● **Page extract**:
** BEGIN **

Problem loading data from HDFS
Hi All,
I am new in Zepplin and HDFS. I manage to install zeppelin and working fine
while loading data from local directory . But when same I am trying to load
from HDFS (install locally standalone mode).
here is my code :
val bankText = sc.textFile("/home/ranveer/Desktop/CSVs/bank-full.csv")
above is working fine.
but when trying form hdfs :
val bankText = sc.textFile("hdfs://127.0.0.1:9000/demo/
<http://127.0.0.1:9000/demo/csv/bank-full.csv>csv
<http://127.0.0.1:9000/demo/csv/bank-full.csv>/
<http://127.0.0.1:9000/demo/csv/bank-full.csv>bank-full.csv
<http://127.0.0.1:9000/demo/csv/bank-full.csv>")
not working and giving error :
java.lang.VerifyError: class
org.apache.hadoop.hdfs.protocol.proto.ClientNamenodeProtocolProtos$GetAdditionalDatanodeRequestProto
overrides final method
getUnknownFields.()Lcom/google/protobuf/UnknownFieldSet; at
java.lang.ClassLoader.defineClass1(Native Method) at
java.lang.ClassLoader.defineClass(ClassLoader.java:800) at
java.security.SecureClassLoader.defineClass(SecureClassLoader.java:142) at
java.net.URLClassLoader.defineClass(URLClassLoader.java:449) at
java.net.URLClassLoader.access$100(URLClassLoader.java:71)
complete code is :
val bankText = sc.textFile("hdfs://127.0.0.1:9000/demo/
<http://127.0.0.1:9000/demo/csv/bank-full.csv>csv
<http://127.0.0.1:9000/demo/csv/bank-full.csv>/
<http://127.0.0.1:9000/demo/csv/bank-full.csv>bank-full.csv
<http://127.0.0.1:9000/demo/csv/bank-full.csv>")
// val bankText = sc.textFile("/home/ranveer/Desktop/CSVs/bank-full.csv")
case class Bank(age:Integer, job:String, marital : String, education :
String, balance : Integer)
val bank = bankText.map(s=>s.split(";")).filter(s=>s(0)!="\"age\"").map(
s=>Bank(s(0).toInt,
s(1).replaceAll("\"", ""),
s(2).replaceAll("\"", ""),
s(3).replaceAll("\"", ""),
s(5).replaceAll("\"", "").toInt
)

** END **

● **What needs to be done**: From the HDFS loading post, print everything from "complete code is" down to "balance : Integer)" without any changes.

● **Supplied material**:
** BEGIN **

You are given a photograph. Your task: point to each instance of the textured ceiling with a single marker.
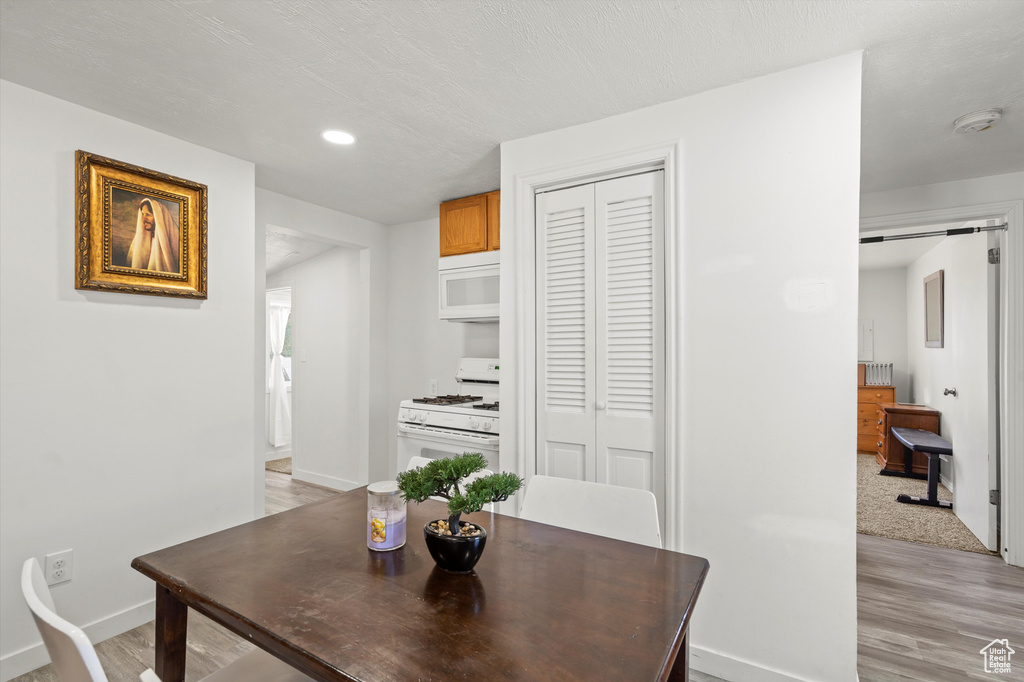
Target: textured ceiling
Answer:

** END **

● **Finished task**:
complete code is :
val bankText = sc.textFile("hdfs://127.0.0.1:9000/demo/
<http://127.0.0.1:9000/demo/csv/bank-full.csv>csv
<http://127.0.0.1:9000/demo/csv/bank-full.csv>/
<http://127.0.0.1:9000/demo/csv/bank-full.csv>bank-full.csv
<http://127.0.0.1:9000/demo/csv/bank-full.csv>")
// val bankText = sc.textFile("/home/ranveer/Desktop/CSVs/bank-full.csv")
case class Bank(age:Integer, job:String, marital : String, education :
String, balance : Integer)